Kill Bill Vol. 1
review by KJ
Doughton, 10 October 2003
Glorious Bloodshed
Kill
Bill Vol. 1 is a
whirlwind of glorious bloodshed that simultaneously shocks and
exhilarates. It’s like an X-rated version of Charlie’s Angels, – sprinkled with angel dust. Fumigating us with its heady, mind-melting rush of wild set
pieces, Quentin Tarantino’s fourth movie induces cinematic
psychosis with its gory tale of a bullet-riddled bride settling
scores. Like Peckinpah, DePalma, and Woo before him, Tarantino
pounds us with brutality in a way that is so stylized, fresh, and
unpredictable that we not only welcome it – we hand him the sledgehammer.

Given entries >>

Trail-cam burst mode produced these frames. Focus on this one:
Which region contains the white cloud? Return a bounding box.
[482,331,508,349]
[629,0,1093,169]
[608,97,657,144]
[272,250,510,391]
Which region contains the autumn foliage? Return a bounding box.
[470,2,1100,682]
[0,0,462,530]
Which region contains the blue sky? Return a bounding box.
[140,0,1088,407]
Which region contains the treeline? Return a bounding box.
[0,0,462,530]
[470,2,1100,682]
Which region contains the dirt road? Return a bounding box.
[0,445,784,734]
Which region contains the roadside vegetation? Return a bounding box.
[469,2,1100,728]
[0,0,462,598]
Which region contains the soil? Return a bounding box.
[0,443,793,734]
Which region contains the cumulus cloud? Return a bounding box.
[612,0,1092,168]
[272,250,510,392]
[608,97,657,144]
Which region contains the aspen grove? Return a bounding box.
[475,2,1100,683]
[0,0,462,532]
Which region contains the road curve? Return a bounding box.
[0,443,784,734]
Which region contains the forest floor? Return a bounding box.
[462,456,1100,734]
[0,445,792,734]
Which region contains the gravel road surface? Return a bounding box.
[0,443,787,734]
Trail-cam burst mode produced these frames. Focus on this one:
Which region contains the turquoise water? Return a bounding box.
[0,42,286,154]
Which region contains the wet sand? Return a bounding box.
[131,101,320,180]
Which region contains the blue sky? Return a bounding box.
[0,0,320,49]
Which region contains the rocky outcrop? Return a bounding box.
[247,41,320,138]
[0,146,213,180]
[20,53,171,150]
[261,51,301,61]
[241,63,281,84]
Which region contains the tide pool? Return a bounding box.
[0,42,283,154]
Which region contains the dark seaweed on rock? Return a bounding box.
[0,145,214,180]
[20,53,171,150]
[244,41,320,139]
--
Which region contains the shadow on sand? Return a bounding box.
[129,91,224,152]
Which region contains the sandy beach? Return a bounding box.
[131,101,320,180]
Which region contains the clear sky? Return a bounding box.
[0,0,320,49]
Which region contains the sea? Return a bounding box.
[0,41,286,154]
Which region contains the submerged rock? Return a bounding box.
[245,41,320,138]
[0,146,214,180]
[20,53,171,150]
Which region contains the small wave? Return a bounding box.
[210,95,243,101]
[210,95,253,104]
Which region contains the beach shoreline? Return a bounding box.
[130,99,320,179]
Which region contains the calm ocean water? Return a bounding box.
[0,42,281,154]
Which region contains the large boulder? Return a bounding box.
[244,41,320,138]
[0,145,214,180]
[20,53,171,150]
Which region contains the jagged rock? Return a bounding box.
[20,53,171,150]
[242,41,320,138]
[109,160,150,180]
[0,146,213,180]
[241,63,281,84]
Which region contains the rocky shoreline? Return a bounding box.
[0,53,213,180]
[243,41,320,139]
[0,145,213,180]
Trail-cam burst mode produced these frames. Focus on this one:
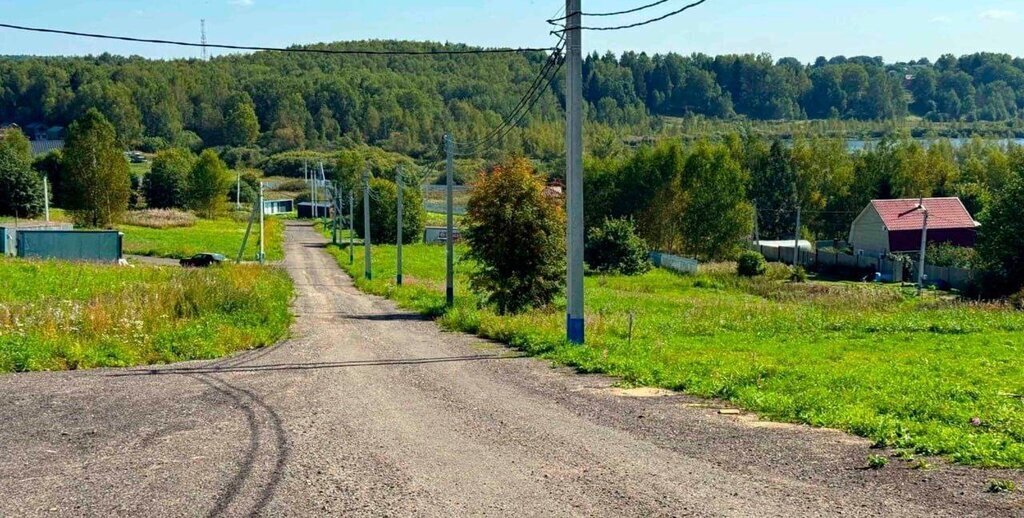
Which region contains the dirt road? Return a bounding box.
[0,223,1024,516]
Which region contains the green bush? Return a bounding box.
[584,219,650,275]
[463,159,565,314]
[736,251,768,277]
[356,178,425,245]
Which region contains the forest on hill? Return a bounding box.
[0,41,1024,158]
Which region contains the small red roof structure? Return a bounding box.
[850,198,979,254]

Challenges >>
• 1. Answer these about the Kill Bill Vol. 1 review:
(a) Which movie does the review say Kill Bill Vol. 1 is like an X-rated version of?
(b) By the review's count, which of Quentin Tarantino's movies is this?
(c) Which three directors does the review name as having come before Tarantino?
• 2. Carry on the Kill Bill Vol. 1 review after its last sentence.

Results of the tasks >>
• 1.
(a) Charlie's Angels
(b) His fourth
(c) Peckinpah, DePalma, and Woo

• 2.
Uma Thurman stars
as The Bride, shot at the altar on her wedding day by a depraved
band of assassins known as The Viper Squad. Mentored by a creepy,
seldom-seen specter of a man named Bill (David Carradine), the hit
squad consists of mostly damaged women, each with their own
death-dealing specialty. Lucy Liu is O-Ren Ishii, Tokyo crime
matriarch, Vivica A. Fox is a domesticated, Pasadena mom, and Daryl
Hannah plays a one-eyed blonde named Elle Driver. All three are
bonded by bloodshed, elite predators spawned from the same sorority
snake pit.
Why has Bill’s
estrogen-heavy gang interrupted Thurman’s wedding party with such
ruthless gunplay? Kill Bill
Vol. 1 pitches us some of the pieces, but the full explanation
will have to wait until Vol. 2
is released in November. We’re informed that The Bride was once a
Viper Squad Assassin as well, code-named Black Mamba. And regardless
of the reason for her ex-employer’s Texas wedding massacre,
she’s understandably pissed off. After spending four years in a
coma, the brutalized Bride awakens and immediately seeks vengeance
on the femme fatales that caused such mayhem.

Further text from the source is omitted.